Records for this exercise ::
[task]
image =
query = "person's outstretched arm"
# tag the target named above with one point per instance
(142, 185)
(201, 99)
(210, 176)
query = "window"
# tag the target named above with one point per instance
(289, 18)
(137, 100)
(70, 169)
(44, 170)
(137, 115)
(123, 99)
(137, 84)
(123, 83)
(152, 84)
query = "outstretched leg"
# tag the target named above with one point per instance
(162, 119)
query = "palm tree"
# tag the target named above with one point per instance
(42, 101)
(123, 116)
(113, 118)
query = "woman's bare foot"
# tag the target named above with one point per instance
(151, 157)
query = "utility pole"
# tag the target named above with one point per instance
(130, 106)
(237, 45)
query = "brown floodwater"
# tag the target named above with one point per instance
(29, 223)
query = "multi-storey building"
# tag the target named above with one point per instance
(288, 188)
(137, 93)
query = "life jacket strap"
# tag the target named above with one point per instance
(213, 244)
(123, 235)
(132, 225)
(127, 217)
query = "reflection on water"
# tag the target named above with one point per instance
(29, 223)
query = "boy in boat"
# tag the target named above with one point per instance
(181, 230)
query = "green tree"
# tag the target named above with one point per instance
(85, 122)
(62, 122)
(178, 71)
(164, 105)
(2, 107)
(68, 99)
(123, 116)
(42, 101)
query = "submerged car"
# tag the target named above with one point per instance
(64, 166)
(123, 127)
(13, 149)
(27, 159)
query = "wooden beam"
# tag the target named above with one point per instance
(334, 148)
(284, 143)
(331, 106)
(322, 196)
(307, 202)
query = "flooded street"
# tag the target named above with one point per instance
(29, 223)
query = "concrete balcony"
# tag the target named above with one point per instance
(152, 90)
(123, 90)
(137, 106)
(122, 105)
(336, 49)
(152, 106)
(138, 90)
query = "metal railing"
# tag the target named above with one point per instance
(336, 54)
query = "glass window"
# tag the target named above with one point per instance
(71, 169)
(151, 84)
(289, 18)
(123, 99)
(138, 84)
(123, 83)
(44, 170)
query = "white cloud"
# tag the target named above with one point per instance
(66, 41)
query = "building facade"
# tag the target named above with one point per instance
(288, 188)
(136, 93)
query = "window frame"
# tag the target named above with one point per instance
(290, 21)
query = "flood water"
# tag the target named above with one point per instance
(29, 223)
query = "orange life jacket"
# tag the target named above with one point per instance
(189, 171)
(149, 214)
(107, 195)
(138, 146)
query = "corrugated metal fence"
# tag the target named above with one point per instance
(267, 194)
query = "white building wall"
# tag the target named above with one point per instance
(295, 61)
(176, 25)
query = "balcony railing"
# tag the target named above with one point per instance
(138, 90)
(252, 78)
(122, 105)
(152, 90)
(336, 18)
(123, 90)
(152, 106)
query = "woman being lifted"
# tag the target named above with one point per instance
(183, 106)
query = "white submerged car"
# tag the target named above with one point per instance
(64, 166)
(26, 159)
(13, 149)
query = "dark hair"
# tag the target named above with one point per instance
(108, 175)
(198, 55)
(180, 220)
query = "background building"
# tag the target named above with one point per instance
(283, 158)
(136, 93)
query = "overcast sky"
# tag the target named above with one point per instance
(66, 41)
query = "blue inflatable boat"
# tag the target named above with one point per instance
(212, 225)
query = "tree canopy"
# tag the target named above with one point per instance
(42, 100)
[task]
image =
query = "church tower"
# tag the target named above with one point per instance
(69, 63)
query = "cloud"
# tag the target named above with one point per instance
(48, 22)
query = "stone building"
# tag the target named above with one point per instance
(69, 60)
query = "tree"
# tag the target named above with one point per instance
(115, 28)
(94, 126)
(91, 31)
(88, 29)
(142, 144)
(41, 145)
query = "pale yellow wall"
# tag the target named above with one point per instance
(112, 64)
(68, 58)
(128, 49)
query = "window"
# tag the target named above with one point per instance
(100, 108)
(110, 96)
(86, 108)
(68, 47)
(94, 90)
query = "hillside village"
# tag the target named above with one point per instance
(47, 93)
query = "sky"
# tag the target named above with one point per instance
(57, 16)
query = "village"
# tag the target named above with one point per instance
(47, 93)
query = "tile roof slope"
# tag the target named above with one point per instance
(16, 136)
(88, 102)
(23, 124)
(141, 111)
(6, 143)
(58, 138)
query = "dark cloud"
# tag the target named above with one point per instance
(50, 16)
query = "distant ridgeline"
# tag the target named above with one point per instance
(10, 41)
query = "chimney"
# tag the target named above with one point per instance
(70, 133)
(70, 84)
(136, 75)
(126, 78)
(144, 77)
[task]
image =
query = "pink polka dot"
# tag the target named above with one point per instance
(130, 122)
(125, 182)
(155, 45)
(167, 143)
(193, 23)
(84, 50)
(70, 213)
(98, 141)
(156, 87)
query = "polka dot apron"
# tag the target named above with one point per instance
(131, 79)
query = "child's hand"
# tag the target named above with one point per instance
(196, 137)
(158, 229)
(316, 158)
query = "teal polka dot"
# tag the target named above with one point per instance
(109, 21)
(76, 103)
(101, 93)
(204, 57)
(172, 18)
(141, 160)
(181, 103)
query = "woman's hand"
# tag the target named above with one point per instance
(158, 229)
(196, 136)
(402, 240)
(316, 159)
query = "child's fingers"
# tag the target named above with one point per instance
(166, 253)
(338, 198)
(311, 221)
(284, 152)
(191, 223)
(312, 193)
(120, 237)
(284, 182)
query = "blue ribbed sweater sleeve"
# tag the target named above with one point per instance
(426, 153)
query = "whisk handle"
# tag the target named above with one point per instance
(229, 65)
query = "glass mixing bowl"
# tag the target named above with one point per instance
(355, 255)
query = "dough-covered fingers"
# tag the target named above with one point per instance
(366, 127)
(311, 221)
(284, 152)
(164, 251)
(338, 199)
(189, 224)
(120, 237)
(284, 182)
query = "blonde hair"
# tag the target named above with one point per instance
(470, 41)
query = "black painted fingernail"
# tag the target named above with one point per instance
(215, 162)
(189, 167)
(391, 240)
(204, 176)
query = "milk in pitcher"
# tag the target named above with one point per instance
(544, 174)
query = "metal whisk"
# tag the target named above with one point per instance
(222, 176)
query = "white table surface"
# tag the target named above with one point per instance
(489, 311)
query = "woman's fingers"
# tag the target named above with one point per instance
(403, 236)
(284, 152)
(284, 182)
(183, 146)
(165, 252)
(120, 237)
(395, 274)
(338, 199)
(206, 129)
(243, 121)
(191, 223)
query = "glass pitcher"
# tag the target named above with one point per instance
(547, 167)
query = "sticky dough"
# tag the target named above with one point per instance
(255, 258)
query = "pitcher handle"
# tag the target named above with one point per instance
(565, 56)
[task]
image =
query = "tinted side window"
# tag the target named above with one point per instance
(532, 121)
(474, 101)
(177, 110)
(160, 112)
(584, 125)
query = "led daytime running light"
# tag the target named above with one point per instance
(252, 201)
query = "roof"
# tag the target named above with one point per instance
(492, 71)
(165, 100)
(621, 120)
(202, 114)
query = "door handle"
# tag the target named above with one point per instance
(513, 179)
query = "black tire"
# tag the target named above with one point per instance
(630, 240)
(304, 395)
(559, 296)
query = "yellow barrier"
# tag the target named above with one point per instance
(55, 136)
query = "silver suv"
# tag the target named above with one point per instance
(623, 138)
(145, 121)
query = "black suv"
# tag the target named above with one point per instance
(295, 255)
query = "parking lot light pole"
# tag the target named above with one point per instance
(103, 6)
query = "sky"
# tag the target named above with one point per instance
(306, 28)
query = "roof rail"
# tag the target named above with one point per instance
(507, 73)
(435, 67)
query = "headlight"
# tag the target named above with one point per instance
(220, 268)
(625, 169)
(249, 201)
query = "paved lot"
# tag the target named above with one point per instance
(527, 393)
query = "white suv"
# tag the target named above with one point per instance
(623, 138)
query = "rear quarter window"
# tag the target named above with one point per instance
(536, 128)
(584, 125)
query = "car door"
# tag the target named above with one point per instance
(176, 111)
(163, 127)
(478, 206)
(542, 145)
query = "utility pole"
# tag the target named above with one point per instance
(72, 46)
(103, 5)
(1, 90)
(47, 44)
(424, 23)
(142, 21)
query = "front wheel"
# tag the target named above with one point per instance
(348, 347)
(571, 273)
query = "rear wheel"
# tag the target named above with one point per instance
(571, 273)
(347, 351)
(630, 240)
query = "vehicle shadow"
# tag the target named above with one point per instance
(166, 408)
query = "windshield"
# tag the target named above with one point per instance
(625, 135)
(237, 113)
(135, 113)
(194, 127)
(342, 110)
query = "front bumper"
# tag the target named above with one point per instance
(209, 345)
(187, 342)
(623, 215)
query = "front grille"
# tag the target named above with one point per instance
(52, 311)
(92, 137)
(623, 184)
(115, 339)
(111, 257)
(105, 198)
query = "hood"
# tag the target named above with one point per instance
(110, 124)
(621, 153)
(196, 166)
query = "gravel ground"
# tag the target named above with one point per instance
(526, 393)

Exercise prompt :: Locate every line in the records above that contains the word "polka", and copy each of those lines.

Written response ::
query = "pink polka dot"
query = "polka dot apron"
query = "teal polka dot"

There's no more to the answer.